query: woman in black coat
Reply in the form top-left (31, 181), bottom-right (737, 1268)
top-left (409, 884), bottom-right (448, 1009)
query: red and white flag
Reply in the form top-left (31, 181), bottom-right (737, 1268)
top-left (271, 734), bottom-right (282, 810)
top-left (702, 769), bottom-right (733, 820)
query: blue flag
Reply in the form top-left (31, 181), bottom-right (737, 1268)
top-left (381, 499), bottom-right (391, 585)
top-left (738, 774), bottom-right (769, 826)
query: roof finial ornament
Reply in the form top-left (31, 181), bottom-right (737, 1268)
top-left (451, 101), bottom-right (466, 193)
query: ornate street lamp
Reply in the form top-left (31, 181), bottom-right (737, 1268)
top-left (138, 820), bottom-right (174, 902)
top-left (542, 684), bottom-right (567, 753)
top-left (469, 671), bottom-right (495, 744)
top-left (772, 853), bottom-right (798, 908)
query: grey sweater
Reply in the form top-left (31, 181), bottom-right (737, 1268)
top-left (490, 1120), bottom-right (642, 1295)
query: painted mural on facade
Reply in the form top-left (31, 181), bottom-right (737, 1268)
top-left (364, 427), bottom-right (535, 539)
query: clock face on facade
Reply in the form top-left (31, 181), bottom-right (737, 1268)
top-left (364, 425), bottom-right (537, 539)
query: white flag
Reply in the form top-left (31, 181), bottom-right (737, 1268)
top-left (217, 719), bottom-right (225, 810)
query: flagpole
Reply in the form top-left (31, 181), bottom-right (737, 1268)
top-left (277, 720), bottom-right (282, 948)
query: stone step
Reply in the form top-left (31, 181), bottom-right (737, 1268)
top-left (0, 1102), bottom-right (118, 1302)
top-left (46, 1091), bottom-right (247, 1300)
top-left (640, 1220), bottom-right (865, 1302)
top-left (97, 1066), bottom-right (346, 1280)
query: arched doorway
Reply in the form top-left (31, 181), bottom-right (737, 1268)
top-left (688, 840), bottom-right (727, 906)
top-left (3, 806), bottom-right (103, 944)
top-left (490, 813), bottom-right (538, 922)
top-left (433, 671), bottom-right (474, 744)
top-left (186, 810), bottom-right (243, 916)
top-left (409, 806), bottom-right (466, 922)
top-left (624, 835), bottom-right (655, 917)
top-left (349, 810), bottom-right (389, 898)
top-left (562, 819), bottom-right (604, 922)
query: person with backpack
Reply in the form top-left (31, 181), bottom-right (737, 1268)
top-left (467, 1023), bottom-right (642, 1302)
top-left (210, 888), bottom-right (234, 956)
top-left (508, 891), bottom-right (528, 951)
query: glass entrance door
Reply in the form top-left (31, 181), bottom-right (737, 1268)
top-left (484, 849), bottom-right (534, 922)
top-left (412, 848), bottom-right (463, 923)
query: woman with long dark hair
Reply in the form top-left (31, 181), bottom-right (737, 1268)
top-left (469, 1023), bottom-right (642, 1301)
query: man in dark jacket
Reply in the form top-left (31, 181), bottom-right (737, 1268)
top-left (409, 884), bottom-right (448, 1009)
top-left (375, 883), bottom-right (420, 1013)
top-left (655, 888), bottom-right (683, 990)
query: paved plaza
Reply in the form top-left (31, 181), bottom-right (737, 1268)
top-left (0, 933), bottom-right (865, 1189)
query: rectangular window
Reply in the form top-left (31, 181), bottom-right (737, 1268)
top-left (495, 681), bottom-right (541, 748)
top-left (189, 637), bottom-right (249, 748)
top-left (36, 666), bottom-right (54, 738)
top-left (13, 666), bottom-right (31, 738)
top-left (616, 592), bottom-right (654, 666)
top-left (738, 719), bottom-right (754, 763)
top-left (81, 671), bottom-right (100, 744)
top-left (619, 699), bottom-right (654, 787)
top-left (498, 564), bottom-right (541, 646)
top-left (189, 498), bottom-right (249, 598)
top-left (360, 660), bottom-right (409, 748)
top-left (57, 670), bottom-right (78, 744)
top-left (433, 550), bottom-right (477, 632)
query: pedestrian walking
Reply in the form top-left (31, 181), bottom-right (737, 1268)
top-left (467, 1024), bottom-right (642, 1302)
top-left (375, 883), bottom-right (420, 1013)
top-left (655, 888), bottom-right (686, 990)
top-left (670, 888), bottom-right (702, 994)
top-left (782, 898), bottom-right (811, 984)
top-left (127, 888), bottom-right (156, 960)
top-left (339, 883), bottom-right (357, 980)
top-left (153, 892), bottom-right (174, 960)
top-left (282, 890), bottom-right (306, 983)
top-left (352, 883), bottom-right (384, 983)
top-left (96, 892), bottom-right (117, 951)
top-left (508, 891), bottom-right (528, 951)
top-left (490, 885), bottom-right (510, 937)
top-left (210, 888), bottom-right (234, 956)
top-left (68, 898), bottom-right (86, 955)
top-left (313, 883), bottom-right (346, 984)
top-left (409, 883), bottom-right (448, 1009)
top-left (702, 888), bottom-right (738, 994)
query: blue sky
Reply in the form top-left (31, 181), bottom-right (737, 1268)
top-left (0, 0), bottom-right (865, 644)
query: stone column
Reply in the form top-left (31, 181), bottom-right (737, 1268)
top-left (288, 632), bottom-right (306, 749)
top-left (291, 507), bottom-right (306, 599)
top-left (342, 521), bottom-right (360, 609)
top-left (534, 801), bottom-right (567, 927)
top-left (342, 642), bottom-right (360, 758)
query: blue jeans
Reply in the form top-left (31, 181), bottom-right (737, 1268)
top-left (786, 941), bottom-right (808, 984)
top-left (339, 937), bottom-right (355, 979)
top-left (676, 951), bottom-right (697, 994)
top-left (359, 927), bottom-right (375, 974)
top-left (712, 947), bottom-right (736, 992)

========================================================================

What this task involves
Render the material above as a JSON list of strings, one string per line, beginning with the line that contains "query: glass entrance door" and continuing through the line that contains "top-left (469, 1023), bottom-right", both included. Leave out any blank lines.

Response
[
  "query: glass entrance door",
  "Reply in the form top-left (31, 181), bottom-right (737, 1268)",
  "top-left (484, 849), bottom-right (534, 922)",
  "top-left (412, 848), bottom-right (463, 923)",
  "query: woman with long dark hair",
  "Reply in the form top-left (31, 181), bottom-right (737, 1268)",
  "top-left (469, 1023), bottom-right (642, 1301)"
]